● **EXERCISE**
Please return every one of the lines below word for word, changing nothing.

● **EXERCISE DATA**
— BEGIN —
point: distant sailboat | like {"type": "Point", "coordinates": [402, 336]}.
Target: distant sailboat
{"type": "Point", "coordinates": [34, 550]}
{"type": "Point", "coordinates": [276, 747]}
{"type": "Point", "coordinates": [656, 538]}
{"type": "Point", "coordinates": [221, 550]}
— END —
● **WRITTEN RESPONSE**
point: distant sailboat | like {"type": "Point", "coordinates": [402, 336]}.
Target: distant sailboat
{"type": "Point", "coordinates": [34, 550]}
{"type": "Point", "coordinates": [276, 747]}
{"type": "Point", "coordinates": [656, 538]}
{"type": "Point", "coordinates": [221, 550]}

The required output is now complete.